WORK INSTRUCTIONS:
Pick out and copy every line of the records below that contains the word "eagle", treating uppercase and lowercase as different.

Items stored from a collection:
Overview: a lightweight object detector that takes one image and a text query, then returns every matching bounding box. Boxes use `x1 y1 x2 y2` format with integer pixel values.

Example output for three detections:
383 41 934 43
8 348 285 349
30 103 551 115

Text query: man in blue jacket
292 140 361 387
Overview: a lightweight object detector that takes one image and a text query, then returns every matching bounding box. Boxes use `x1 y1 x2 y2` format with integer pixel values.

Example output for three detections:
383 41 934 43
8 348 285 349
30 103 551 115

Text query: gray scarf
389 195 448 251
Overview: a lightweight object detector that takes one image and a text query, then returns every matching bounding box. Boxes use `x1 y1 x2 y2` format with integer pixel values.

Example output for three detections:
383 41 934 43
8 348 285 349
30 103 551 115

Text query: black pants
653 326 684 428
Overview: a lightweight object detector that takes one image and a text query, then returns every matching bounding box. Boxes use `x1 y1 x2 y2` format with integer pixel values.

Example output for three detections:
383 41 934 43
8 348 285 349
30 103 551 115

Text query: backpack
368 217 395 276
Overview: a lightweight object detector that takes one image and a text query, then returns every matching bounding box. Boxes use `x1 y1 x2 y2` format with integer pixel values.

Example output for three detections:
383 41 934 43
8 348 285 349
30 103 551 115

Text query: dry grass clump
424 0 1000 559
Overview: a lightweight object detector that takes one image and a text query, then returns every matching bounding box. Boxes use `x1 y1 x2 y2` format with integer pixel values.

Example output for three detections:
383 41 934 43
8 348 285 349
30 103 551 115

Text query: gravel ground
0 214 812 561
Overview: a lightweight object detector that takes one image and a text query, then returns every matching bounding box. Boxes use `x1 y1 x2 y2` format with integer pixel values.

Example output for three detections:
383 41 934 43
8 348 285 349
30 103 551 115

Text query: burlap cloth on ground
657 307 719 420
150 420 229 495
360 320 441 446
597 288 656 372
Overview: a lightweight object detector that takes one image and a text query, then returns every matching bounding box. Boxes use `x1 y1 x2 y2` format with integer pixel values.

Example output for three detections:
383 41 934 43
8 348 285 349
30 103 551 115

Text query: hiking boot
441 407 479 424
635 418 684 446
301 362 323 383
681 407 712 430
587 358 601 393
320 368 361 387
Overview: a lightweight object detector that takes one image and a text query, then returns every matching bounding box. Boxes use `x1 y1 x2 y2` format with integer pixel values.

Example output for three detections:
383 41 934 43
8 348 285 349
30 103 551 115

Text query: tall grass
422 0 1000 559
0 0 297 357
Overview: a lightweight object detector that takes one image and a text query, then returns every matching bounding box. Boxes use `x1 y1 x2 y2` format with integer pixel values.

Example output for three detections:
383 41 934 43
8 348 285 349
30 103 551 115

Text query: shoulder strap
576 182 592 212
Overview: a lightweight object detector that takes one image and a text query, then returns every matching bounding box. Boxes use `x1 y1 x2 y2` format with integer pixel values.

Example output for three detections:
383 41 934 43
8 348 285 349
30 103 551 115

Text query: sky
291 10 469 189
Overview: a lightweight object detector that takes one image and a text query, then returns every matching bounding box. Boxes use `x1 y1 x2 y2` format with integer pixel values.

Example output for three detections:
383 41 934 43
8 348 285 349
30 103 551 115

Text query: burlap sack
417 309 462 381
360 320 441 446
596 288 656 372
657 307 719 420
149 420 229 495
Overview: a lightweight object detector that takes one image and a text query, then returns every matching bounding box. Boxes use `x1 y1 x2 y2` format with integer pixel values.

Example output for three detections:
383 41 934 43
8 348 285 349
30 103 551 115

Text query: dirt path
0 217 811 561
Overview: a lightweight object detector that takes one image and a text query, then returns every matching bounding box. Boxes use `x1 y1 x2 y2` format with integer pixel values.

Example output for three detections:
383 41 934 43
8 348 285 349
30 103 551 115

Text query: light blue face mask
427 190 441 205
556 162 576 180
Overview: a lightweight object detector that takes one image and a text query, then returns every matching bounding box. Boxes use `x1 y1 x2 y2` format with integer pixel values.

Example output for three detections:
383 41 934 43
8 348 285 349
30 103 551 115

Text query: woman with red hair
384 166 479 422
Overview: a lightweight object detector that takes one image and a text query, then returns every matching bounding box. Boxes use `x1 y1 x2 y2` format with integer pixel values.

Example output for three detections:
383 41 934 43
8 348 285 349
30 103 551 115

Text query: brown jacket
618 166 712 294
==
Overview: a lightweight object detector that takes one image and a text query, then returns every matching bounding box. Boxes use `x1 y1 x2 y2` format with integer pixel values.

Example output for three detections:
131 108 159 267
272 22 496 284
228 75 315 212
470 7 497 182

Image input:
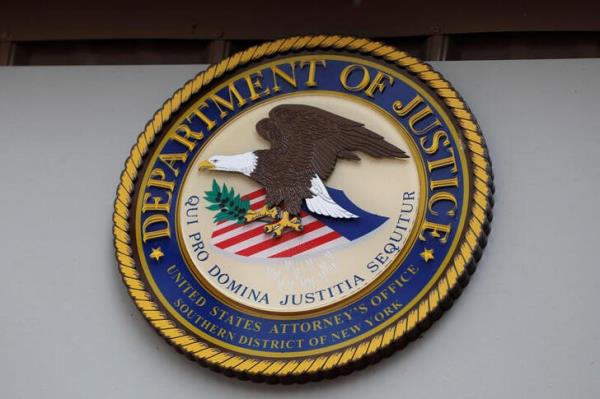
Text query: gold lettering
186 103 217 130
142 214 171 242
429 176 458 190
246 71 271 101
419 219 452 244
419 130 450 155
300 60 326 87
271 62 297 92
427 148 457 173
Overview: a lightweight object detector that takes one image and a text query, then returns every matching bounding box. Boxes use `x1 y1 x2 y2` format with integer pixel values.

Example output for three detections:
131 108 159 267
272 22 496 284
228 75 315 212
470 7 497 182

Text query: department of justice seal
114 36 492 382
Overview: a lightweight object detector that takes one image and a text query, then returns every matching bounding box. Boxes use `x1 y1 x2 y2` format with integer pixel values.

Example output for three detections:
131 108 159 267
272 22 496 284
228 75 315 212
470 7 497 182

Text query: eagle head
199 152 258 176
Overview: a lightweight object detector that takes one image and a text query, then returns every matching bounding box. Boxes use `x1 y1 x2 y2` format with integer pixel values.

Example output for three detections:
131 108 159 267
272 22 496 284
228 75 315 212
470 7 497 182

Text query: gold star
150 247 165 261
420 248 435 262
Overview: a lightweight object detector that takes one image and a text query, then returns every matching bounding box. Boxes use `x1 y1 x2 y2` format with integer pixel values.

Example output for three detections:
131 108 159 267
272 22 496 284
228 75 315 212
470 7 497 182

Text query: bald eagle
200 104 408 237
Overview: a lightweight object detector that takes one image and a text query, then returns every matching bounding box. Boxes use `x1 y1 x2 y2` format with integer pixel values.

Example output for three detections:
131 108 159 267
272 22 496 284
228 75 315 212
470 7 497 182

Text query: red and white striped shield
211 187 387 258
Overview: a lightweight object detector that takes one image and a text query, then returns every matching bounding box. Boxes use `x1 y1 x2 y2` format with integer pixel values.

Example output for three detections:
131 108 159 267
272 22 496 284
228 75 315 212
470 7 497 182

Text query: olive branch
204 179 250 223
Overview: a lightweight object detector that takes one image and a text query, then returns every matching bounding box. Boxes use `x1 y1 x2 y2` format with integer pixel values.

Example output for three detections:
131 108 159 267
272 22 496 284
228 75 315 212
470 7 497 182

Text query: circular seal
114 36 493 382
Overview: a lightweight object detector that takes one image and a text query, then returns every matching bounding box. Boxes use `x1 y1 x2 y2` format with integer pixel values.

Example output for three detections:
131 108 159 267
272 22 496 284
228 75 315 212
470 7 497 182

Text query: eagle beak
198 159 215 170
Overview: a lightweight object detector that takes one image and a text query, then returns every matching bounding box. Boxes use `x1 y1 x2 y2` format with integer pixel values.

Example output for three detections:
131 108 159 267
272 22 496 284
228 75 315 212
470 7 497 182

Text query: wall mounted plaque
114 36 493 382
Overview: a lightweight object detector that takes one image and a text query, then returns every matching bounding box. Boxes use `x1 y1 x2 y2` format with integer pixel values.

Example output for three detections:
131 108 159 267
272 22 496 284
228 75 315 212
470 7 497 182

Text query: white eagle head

ANSWER FOR THIS EXERCISE:
Text query: eagle head
Text query: bald eagle
Text query: eagle beak
Text query: white eagle head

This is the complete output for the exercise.